Although the film is yet to be released, Sasha has already experienced a little backlash after tweeting about working on the film with Moretz. "Why not cast an actual gay actress? Would that not be an idea? Would that not be important?" @Dykes1Tired questioned, to which Sasha replied, "You don't know a single thing about me. relax." Sasha refuses to define herself in heteronormative terms. "People believe they know you and they see all these things. She said she wasn't particularly talking about me, but even so, you don't know my life, or other people's lives, so don't assume. How do you know if someone is straight cos you saw them date one person? That type of judgement is what we don't need right now. You don't know my life, so don't speak on it."

Sasha's first role happened to be with a director who strays far from normal filmmaking methods; Andrea's approach is very up close and personal, the camera following its characters at close proximity. To prepare for the shoot, Andrea took the cast on a real-life road trip, where they road-tested the script, plot, and sublime soundtrack. How then has Sasha found stepping onto a set with directors and actors who have a more traditional approach to filmmaking? "The way I started off makes everything else seem so foreign, but I've enjoyed — and struggled — with finding how I fit into another artist's vision," Sasha reflects. "I think the special thing is that I love to observe people, I love to access all levels of the mind, so once I unlock and pick up on how the person opposite of me works, moves and relays information, then I find myself easing into it and holding a place. I want to help bring someone's vision to life, therefore I seek to see it through their eyes as well as mine."
++++++++++
Aim a
Gather every line in the rows below that contains the string "hand", and reproduce each of those lines in full.
The interview excerpt about Sasha and the rows that follow it were drawn from unrelated sources.

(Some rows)
++++++++++
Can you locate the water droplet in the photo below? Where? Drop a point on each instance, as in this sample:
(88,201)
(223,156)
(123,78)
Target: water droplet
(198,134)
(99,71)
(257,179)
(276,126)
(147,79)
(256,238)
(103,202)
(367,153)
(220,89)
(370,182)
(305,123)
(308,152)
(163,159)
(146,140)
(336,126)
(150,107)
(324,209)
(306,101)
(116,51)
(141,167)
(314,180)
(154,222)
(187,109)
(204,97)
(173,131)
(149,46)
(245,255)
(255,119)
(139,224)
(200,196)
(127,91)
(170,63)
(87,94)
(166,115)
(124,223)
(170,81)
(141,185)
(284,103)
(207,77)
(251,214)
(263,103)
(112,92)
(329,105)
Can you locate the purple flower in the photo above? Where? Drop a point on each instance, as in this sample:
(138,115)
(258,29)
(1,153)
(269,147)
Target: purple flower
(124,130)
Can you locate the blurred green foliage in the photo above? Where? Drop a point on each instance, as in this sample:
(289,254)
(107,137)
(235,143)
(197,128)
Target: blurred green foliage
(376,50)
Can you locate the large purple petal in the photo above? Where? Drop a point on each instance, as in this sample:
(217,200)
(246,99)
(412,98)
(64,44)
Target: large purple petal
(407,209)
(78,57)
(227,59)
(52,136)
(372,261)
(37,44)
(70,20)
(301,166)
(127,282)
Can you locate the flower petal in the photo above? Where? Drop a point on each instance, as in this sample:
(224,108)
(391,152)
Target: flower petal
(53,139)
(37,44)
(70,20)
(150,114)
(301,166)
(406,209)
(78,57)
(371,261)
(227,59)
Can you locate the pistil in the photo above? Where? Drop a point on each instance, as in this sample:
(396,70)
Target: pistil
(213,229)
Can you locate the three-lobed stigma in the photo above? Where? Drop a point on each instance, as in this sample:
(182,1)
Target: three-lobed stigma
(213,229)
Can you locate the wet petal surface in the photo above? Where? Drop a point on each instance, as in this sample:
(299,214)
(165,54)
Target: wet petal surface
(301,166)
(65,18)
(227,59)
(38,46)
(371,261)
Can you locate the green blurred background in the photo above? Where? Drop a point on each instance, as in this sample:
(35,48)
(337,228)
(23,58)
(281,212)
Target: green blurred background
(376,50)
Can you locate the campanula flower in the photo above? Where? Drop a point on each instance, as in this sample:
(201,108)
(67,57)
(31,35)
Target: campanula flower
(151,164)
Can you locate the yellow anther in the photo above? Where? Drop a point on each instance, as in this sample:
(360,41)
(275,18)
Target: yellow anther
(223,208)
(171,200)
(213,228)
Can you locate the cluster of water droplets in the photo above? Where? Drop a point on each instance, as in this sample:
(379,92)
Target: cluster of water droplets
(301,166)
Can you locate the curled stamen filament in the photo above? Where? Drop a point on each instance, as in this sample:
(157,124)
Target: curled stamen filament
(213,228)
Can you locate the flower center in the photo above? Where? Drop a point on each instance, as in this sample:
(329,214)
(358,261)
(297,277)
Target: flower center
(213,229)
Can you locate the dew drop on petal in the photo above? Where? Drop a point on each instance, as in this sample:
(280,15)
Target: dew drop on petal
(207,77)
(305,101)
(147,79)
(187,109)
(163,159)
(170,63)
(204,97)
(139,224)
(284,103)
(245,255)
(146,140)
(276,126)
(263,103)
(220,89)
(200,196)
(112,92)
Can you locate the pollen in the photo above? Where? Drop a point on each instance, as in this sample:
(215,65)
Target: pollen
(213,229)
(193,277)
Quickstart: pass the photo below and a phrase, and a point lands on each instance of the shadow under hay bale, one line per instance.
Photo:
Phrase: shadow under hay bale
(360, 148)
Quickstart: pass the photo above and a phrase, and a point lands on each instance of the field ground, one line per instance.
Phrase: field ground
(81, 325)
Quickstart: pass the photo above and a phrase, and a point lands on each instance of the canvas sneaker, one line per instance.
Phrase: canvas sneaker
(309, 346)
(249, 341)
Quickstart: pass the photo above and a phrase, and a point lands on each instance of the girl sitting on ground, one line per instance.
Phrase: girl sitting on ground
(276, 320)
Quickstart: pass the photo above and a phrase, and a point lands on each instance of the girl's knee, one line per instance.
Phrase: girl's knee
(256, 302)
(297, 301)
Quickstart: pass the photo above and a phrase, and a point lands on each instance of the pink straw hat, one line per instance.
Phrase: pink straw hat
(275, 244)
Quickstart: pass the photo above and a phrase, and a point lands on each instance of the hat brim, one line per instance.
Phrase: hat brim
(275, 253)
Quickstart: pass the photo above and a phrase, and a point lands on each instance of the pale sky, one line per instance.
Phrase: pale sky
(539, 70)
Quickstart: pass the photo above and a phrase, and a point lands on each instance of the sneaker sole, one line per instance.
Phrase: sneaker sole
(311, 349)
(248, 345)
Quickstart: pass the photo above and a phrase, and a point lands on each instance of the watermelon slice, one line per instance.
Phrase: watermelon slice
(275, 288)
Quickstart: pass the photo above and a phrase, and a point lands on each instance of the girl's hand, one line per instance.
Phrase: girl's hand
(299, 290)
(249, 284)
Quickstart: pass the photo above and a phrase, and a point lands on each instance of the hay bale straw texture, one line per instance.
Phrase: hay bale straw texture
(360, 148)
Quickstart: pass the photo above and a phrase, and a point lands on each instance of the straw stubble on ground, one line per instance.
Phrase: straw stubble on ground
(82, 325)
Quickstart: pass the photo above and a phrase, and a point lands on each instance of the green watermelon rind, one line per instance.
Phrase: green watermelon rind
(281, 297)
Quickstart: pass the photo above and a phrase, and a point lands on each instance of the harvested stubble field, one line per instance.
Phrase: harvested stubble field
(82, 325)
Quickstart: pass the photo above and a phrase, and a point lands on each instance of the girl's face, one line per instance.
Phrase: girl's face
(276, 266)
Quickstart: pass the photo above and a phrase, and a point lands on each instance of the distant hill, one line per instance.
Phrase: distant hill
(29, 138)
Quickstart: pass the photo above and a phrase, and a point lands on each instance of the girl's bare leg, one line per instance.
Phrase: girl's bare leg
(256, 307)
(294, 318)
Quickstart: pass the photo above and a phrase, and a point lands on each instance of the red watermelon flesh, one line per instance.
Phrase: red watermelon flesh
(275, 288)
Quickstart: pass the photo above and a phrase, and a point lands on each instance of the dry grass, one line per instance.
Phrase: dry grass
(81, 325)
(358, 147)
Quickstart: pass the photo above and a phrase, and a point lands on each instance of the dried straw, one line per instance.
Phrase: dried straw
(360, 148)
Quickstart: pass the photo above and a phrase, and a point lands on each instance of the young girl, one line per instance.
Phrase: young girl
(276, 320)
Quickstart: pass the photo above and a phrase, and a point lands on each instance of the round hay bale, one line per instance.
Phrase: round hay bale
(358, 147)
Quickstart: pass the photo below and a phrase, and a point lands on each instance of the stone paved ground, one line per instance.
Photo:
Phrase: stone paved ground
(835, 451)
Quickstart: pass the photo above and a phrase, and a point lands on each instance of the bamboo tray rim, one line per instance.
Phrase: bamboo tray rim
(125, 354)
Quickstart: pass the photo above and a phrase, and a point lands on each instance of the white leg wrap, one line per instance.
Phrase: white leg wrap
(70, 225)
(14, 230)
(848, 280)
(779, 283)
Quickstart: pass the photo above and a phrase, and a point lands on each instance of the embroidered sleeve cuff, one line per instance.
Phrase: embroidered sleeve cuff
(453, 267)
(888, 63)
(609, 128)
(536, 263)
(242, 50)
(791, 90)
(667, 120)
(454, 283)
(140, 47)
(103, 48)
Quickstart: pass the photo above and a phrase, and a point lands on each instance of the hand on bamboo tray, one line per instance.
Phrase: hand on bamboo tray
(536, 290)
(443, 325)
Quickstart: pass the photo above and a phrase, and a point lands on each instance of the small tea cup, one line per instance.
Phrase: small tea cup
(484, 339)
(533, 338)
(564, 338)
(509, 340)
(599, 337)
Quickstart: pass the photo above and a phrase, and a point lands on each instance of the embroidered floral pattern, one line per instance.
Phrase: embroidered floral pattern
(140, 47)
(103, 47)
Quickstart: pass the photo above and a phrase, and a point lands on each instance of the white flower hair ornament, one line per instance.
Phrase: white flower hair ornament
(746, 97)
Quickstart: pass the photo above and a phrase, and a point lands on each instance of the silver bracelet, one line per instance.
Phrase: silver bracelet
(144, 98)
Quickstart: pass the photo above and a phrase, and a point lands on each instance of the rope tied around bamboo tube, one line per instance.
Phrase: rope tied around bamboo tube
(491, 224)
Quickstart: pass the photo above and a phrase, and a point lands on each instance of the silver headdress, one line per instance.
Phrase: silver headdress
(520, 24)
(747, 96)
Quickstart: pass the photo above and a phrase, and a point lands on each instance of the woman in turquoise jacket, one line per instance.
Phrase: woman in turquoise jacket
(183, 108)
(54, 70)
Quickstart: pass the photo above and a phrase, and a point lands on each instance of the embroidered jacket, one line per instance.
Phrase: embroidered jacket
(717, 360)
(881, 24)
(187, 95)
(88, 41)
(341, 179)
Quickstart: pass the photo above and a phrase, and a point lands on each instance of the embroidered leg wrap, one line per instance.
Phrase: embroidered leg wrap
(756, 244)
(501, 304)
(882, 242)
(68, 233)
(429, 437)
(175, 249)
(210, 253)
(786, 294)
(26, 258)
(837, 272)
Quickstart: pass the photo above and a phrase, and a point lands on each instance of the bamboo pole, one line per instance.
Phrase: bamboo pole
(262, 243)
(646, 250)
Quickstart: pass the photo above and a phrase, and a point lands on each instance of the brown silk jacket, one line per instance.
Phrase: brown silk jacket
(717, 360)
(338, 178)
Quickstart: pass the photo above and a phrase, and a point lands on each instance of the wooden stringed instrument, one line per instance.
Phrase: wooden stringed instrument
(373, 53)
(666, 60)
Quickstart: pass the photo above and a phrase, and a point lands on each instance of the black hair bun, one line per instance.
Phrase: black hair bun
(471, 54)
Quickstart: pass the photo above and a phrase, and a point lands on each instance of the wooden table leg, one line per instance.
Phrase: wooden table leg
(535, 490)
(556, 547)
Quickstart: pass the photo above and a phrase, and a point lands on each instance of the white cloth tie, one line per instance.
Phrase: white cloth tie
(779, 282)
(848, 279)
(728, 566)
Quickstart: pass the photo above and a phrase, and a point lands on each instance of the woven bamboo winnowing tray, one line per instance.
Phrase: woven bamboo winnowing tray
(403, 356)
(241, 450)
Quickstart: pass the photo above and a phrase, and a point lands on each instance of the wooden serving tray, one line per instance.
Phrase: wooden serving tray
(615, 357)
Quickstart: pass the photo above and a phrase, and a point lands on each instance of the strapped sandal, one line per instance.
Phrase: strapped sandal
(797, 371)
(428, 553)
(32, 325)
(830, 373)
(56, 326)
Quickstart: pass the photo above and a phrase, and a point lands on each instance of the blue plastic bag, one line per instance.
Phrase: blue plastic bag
++++++++++
Aim b
According to the interview excerpt about Sasha, how did Andrea prepare the cast for the shoot?

Task result a
Quickstart: pass the photo above and a phrase, and a point lands on each instance of the girl's hand, one line per instance.
Phrase: girl's hand
Quickstart: pass the photo above and a phrase, and a point lands on each instance of the hand on bamboo tray, one line per instance.
Phrase: hand on bamboo tray

Task result b
Andrea took the cast on a real-life road trip, where they road-tested the script, plot, and soundtrack.